> _Opdracht 1_: Druk uit de tekst over de verzuimboete letterlijk het gedeelte af dat begint bij "ECLI:NL:RBNNE:2017:2350" en doorloopt tot en met "van € 131 opgelegd.".
> _Opdracht 2_: Geef het vervolg op de tekst over de verzuimboete, aansluitend op de laatste zin ervan.

> _Geselecteerde tekst_:
○ ○ ○ ○ ○ ○ ○

ECLI:NL:RBNNE:2017:2350
Rechtbank Noord-Nederland
- Mondelinge uitspraak
- Rechtspraak.nl
Beoordeling van de opgelegde verzuimboete op grond van de Wet op de Omzetbelasting
In deze zaak heeft de Rechtbank Noord-Nederland op 13 juni 2017 uitspraak gedaan in een geschil tussen een eiser en de inspecteur van de Belastingdienst/Central Liaison Office over de opgelegde verzuimboete op grond van artikel 40 van de Wet op de Omzetbelasting (Wet OB). De eiser had op 30 april 2016 een onjuiste opgaaf intracommunautaire prestaties gedaan, waarbij hij een foutief btw-identificatienummer van een Duitse afnemer had opgegeven. De inspecteur had de eiser in de gelegenheid gesteld om het gebrek te herstellen, maar de eiser heeft geen correct btw-nummer overgelegd. Hierop heeft de inspecteur een verzuimboete van € 131 opgelegd.

○ ○ ○ ○ ○ ○ ○

> _Aangeleverde gegevens_:
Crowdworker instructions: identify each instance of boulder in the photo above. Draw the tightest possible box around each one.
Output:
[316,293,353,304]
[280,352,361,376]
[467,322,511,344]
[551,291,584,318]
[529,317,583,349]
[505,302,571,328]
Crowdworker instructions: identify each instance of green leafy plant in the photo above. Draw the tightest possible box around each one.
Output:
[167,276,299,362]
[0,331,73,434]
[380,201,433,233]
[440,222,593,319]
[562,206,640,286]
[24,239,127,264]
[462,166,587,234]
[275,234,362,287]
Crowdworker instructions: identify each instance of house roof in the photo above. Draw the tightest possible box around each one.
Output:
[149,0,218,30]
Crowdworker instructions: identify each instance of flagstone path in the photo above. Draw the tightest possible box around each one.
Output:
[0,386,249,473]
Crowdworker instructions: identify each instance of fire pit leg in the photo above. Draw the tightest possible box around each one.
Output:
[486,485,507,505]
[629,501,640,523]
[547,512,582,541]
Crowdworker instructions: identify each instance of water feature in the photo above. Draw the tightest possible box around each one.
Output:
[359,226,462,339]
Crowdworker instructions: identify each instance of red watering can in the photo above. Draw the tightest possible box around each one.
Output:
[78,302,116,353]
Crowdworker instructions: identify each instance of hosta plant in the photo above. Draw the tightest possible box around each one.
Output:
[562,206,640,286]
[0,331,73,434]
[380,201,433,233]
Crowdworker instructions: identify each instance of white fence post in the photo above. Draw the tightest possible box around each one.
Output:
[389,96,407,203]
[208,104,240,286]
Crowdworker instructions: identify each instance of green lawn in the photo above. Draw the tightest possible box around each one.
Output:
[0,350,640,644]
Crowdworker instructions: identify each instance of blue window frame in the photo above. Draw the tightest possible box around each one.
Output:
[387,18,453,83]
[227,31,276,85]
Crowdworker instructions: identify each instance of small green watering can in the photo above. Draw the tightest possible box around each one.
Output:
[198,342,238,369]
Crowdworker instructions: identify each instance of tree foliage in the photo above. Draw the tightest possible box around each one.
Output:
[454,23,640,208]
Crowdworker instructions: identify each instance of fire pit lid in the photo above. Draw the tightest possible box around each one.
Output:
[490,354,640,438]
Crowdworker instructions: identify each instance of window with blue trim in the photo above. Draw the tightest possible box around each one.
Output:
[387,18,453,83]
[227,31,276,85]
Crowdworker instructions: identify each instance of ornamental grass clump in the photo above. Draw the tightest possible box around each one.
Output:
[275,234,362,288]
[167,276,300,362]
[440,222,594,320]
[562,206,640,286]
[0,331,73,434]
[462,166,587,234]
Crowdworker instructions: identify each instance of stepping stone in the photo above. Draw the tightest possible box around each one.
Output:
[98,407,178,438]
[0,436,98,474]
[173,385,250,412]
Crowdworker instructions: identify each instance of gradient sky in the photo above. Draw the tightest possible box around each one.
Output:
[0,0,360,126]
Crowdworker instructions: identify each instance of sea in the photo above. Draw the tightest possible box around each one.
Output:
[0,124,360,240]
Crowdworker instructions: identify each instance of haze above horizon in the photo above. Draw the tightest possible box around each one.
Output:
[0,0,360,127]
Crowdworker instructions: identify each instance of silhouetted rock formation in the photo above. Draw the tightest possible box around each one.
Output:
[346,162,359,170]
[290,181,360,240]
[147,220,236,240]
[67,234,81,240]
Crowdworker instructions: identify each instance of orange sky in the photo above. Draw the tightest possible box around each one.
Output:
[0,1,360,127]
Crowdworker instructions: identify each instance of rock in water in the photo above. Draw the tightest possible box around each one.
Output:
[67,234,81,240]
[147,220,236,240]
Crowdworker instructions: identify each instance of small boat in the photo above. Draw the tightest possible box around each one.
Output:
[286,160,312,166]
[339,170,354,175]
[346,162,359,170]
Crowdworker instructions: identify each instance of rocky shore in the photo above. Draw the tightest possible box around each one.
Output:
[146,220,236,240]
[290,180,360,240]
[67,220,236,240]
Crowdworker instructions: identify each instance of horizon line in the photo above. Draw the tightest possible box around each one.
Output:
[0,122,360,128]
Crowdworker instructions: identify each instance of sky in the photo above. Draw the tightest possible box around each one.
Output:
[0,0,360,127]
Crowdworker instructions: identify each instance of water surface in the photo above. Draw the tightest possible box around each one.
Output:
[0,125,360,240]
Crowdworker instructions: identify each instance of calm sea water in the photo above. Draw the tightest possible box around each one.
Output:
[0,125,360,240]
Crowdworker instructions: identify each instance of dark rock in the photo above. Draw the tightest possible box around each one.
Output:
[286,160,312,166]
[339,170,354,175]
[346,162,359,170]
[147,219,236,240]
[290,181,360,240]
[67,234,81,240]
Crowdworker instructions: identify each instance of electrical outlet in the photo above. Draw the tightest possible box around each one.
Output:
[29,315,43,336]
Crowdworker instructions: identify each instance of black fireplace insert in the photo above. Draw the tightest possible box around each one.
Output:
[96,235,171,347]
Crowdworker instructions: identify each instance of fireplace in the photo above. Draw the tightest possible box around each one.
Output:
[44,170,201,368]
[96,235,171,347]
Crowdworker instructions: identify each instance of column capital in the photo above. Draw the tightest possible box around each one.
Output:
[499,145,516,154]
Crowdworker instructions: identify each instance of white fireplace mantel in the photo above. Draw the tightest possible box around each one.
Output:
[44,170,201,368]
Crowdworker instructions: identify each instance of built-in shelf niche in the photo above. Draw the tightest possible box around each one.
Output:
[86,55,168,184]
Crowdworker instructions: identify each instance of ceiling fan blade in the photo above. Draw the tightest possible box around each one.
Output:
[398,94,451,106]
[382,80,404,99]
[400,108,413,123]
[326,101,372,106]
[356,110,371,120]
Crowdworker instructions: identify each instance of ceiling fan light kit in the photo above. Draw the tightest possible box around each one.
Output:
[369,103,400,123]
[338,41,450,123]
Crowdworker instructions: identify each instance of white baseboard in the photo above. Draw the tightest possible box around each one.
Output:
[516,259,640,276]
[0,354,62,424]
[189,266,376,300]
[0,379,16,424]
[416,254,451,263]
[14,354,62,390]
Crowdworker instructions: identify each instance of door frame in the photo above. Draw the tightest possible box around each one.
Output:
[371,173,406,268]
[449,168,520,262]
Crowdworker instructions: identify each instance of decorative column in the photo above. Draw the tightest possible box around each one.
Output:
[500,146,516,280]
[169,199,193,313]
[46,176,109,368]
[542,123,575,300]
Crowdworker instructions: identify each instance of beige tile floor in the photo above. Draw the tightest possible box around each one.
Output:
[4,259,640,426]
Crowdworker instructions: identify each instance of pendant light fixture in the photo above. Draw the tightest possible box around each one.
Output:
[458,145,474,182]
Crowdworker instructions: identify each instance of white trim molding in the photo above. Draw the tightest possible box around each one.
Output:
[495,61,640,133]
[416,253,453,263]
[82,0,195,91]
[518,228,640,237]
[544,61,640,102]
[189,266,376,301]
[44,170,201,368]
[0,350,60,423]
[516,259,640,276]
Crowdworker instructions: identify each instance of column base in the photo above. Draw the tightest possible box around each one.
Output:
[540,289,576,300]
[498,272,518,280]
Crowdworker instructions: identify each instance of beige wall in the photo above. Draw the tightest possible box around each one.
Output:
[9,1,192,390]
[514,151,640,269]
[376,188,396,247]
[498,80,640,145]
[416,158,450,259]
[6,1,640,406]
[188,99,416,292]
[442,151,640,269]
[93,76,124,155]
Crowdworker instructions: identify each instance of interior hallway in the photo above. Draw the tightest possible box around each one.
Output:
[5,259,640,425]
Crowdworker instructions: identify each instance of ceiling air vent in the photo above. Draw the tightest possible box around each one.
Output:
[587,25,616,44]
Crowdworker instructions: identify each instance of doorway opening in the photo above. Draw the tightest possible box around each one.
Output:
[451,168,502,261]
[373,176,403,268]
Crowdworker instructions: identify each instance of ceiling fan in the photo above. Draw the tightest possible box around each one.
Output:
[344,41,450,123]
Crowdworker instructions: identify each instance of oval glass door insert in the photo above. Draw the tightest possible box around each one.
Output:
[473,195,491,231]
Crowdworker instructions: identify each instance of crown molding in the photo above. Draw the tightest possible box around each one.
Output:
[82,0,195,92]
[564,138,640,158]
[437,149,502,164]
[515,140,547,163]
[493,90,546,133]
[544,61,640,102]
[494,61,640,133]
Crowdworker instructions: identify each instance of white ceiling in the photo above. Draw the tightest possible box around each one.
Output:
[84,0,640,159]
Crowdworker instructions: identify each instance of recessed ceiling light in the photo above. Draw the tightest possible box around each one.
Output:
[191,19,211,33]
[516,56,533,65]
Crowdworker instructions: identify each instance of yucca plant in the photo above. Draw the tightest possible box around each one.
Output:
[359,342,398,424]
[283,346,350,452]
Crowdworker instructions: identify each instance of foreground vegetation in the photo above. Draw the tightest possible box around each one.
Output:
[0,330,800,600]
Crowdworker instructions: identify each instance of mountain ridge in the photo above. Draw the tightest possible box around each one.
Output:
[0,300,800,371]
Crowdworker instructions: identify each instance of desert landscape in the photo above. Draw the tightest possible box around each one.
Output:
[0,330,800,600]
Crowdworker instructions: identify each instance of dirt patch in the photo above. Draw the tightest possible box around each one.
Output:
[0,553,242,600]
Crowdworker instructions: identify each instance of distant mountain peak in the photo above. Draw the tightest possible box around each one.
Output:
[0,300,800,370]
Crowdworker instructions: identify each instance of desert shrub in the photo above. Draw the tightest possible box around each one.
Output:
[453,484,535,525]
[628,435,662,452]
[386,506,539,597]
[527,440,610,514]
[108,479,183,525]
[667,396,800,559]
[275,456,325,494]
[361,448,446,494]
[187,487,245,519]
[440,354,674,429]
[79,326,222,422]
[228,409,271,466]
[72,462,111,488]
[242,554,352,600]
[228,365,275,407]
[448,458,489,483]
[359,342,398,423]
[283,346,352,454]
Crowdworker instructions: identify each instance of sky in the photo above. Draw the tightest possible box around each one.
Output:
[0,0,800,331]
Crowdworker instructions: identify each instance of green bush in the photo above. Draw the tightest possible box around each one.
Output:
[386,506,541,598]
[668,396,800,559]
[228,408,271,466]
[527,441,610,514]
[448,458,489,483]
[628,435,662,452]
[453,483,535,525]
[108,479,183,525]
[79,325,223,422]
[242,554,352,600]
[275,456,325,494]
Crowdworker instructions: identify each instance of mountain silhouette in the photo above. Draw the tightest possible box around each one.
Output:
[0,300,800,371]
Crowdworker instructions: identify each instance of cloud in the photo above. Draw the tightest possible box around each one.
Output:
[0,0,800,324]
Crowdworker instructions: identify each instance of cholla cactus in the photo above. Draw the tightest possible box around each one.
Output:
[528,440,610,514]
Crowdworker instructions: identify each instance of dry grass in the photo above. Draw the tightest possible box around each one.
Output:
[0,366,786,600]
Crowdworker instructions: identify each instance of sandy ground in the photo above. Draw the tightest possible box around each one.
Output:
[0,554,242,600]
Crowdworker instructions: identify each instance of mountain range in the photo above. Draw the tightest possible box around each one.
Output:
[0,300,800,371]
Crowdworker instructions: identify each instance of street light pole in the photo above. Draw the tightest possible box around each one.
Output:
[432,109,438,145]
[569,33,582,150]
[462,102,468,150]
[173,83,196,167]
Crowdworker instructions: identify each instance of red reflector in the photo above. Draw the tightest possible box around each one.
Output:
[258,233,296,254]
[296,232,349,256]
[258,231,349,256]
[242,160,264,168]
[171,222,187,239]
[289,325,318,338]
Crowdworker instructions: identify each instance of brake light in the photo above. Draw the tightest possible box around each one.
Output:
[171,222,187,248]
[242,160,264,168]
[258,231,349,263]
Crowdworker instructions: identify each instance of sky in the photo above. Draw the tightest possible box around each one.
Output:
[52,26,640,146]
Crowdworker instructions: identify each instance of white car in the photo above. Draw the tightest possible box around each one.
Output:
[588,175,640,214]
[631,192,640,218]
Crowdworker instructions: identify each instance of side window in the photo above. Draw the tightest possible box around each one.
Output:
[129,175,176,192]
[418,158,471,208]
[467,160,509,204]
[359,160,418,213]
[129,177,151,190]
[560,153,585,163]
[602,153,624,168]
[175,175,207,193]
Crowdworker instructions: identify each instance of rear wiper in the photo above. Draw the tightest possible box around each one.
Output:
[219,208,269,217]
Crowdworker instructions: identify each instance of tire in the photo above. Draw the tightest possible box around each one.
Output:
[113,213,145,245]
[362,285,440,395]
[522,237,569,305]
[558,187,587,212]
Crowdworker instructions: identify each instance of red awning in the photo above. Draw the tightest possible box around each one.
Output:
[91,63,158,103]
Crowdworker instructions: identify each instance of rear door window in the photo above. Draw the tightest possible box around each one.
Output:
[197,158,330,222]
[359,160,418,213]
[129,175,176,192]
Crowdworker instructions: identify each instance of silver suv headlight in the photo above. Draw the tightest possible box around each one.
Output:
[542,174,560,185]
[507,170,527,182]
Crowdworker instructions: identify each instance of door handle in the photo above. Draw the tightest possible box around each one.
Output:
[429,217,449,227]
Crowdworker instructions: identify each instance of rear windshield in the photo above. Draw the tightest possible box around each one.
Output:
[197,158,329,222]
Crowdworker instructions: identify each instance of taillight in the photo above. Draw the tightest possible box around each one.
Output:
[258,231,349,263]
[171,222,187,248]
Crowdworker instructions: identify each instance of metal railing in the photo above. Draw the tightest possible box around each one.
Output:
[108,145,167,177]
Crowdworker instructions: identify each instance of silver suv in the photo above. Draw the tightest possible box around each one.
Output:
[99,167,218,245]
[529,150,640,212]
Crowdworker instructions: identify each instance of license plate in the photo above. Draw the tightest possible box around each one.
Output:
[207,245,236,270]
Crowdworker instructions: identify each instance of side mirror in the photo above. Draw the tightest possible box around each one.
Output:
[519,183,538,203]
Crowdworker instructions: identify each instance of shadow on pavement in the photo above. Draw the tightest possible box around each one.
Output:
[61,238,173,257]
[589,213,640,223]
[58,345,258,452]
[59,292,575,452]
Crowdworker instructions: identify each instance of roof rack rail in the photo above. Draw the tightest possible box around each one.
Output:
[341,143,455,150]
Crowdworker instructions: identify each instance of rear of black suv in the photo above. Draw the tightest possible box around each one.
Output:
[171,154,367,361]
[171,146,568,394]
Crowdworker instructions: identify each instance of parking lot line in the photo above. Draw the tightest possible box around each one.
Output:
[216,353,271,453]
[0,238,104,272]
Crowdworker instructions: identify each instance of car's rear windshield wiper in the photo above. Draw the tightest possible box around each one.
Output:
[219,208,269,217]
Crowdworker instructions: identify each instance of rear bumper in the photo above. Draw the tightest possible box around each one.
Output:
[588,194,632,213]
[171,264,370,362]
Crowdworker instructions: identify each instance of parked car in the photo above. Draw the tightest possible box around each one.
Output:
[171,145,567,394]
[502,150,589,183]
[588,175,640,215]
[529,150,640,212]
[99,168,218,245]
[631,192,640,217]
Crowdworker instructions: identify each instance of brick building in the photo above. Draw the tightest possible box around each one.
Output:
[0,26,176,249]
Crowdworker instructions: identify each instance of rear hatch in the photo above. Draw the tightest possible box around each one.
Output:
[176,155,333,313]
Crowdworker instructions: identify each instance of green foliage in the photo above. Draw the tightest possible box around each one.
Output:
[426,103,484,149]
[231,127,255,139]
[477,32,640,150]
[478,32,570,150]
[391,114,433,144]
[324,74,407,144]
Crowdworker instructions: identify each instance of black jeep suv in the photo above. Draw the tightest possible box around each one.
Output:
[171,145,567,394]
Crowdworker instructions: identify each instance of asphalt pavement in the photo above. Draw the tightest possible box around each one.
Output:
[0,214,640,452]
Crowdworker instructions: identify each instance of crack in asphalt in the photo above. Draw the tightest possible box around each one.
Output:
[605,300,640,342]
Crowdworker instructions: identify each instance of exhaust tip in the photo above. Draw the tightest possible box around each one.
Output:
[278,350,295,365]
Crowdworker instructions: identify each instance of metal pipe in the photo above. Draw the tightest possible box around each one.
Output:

○ ○ ○ ○ ○ ○ ○

> _Antwoord opdracht 1_:
ECLI:NL:RBNNE:2017:2350
Rechtbank Noord-Nederland
- Mondelinge uitspraak
- Rechtspraak.nl
Beoordeling van de opgelegde verzuimboete op grond van de Wet op de Omzetbelasting
In deze zaak heeft de Rechtbank Noord-Nederland op 13 juni 2017 uitspraak gedaan in een geschil tussen een eiser en de inspecteur van de Belastingdienst/Central Liaison Office over de opgelegde verzuimboete op grond van artikel 40 van de Wet op de Omzetbelasting (Wet OB). De eiser had op 30 april 2016 een onjuiste opgaaf intracommunautaire prestaties gedaan, waarbij hij een foutief btw-identificatienummer van een Duitse afnemer had opgegeven. De inspecteur had de eiser in de gelegenheid gesteld om het gebrek te herstellen, maar de eiser heeft geen correct btw-nummer overgelegd. Hierop heeft de inspecteur een verzuimboete van € 131 opgelegd.

> _Antwoord opdracht 2_:
De rechtbank heeft de vraag beoordeeld of deze verzuimboete terecht en tot het juiste bedrag was opgelegd. De rechtbank oordeelde dat de eiser niet voldoende had gedaan om het juiste btw-identificatienummer te achterhalen en dat hij niet aannemelijk had gemaakt dat hij alle in redelijkheid van hem te vergen zorg had betracht. De rechtbank concludeerde dat de inspecteur terecht een verzuimboete had opgelegd, maar dat de hoogte van de boete niet passend was. De rechtbank heeft de boete verlaagd naar € 65, rekening houdend met de omstandigheden van de eiser, waaronder het feit dat hij over het algemeen correcte opgaven doet en geen voordeel heeft gehad van de fout.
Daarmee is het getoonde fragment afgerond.